------ INFORMATION PROVIDED

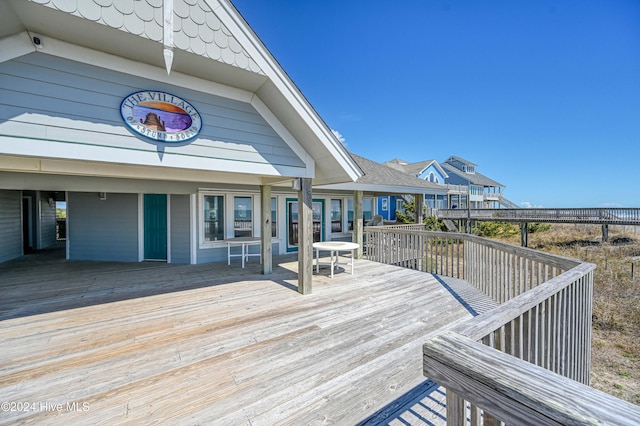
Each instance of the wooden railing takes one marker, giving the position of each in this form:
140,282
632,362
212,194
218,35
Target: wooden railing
527,361
610,216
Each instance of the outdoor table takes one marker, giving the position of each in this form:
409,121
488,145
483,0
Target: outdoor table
334,248
244,242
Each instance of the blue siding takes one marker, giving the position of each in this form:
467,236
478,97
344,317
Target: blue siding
10,225
432,174
103,229
180,229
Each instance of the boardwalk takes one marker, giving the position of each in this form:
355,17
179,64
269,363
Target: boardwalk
107,343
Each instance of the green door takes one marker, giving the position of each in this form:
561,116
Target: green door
155,226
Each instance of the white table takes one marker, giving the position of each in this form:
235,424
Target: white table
334,248
244,243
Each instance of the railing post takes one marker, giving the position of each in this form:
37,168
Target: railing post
358,222
455,410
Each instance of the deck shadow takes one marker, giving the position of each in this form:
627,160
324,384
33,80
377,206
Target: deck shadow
44,281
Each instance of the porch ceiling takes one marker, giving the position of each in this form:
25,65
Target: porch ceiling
210,343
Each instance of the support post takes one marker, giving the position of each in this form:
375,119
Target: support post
305,236
358,222
455,410
265,230
419,207
605,233
524,234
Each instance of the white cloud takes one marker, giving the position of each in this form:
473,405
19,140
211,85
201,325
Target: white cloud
341,138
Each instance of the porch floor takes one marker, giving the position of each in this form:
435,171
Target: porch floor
140,343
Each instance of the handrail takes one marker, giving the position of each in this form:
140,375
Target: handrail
608,216
542,326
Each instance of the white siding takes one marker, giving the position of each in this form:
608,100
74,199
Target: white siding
55,107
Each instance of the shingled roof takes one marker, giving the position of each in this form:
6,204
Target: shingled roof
474,178
381,179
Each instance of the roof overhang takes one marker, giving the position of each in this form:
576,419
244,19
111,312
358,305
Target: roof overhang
328,161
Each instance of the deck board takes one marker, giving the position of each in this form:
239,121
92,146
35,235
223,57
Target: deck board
213,344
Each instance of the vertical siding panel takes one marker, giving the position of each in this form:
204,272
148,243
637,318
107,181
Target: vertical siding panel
103,229
10,225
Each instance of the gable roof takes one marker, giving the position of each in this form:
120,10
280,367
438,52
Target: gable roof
381,179
474,178
415,169
461,160
208,40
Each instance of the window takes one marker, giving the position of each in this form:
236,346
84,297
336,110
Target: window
213,217
274,217
367,211
242,217
336,216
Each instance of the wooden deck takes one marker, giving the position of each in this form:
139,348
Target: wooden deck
133,343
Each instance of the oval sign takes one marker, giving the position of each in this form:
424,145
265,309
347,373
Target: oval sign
161,116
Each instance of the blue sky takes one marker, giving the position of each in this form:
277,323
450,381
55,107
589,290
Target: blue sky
544,96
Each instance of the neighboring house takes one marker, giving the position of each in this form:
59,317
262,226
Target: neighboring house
385,187
166,132
429,171
461,181
484,192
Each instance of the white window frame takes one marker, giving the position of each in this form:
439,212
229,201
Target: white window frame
202,242
232,231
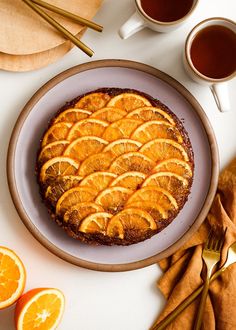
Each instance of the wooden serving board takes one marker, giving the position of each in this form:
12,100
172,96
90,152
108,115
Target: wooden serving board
23,32
19,63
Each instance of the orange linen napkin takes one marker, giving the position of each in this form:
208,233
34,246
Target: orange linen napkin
182,270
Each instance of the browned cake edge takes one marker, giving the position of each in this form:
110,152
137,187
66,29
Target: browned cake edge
130,237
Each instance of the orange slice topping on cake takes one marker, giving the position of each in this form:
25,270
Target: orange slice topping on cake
128,101
93,101
154,129
87,127
72,115
56,132
95,223
113,199
109,114
84,147
151,113
131,180
161,149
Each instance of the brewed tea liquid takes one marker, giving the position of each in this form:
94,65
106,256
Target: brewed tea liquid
166,10
213,52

------------

EXERCISE INSTRUCTIONS:
Set down every one of the rows above again, word for word, and leave the pictures out of your answer.

PROBLEM SOLUTION:
Each instance of the wooden railing takes one marker, giving the position of each in this form:
140,282
632,362
212,194
218,35
Target: wooden railing
527,361
610,216
Each instance of the outdoor table takes one marker, giving the position of each in this form:
409,121
488,145
483,0
Target: outdoor table
334,248
244,242
Each instance of the blue siding takes one marker, giving the position of each in this form:
467,236
478,97
344,317
Target: blue siding
10,225
432,174
103,229
180,229
Each instance of the boardwalk takes one marker, giving the position of each in this form:
355,17
179,64
269,363
Target: boardwalk
107,343
Each instance of the green door takes one marker, giving the position of each in this form:
561,116
Target: green door
155,226
Each instance of the white table takes one marker, giving the position of each in this form:
235,424
Target: white table
334,248
244,243
Each instance of the railing post takes one marker, giving the position of each in this form:
37,168
Target: railing post
358,222
455,410
Each instance of the deck shadow takes one marker, giving the position of each in this form:
627,160
324,384
33,80
377,206
Target: deck shadow
44,281
Each instance of the porch ceiling takes one marker, giving the position of each in this form:
25,65
Target: porch ceiling
210,343
Each instance of the support post takes one marker, giving the position of each in this form:
375,119
Target: support post
305,236
358,222
455,410
265,230
419,207
605,233
524,234
Each instance of the white cloud takes one marker, giving the position of each in this form:
473,405
19,140
211,85
201,325
Target: white cloud
341,138
Each instance of the porch floor takes one marker, giving the position of each in this form:
435,171
Target: porch floor
140,343
Each instance of the handrail takes one marker, giving the position of each in this form:
140,375
Target: handrail
608,216
542,326
Each instance of the white siding takes one marker, giving the position of each in this form:
608,100
74,199
Target: white siding
55,107
Each instance of the shingled roof takes one marker, giving the position of each in this form:
6,204
Target: shingled roof
474,178
381,179
Each instance of the roof overhang takes one marker, giving the position of each in this form:
576,419
244,19
111,312
358,305
Target: roof overhang
328,161
Each instance of the deck board takes one marker, giving the position of each in this form:
239,121
92,146
35,235
223,57
Target: deck board
213,344
Each instance of the vertical siding panel takes one marker, giving the position of each in this form:
204,272
148,243
637,318
107,181
Target: vertical siding panel
103,229
10,225
Each instance of the gable roof takes one marker, giving the position of each in this form:
120,10
280,367
438,52
Target: gable roof
381,179
474,178
415,169
461,160
208,40
Each instance of the window takes one marker, giving the position of each in this form:
236,346
84,297
336,110
Target: window
213,217
274,217
367,211
242,217
336,216
Each instance of the wooden deck takes one marker, giving the position of each in this form:
139,348
Target: wooden deck
133,343
Each instance of the oval sign takes one marker, giving the position of each in this form:
424,145
265,309
347,373
Target: oval sign
161,116
Each instance of the blue sky takes one marker, giving the position of each in this form:
277,323
450,381
55,107
589,290
Target: blue sky
544,96
Each instance of the neighboring house takes one marker, giving the position of each in this form:
59,317
262,226
Target: neighboring house
385,187
166,132
429,171
461,181
484,192
Each instance of the white window frame takes one marker, giving the position of each in this form:
439,212
229,201
Target: white window frame
202,242
232,231
Each instance of the wooden serving board takes one marker, giving the position of each in this form:
12,100
172,96
90,152
108,115
Target: wooden serving board
23,32
19,63
Each instance of the orange linen napkin takes one marker, giving the position of each in this form:
208,233
34,246
Target: orange linen napkin
182,270
Each instance of the browned cake edge takes one marker, giving the position of each in this form:
110,152
137,187
66,29
Target: browned cake edge
130,237
Each instance of the orange slice topping on cake takes one marker, giving the position of each in this form:
25,270
Target: orange slice topping on cake
128,101
93,101
154,129
87,127
72,115
56,132
95,223
113,199
109,114
84,147
151,113
131,180
161,149
Each instance of the brewed tea liquid takes one marker, giving the position of each in this form:
94,65
106,256
Target: brewed tea liquid
166,10
213,52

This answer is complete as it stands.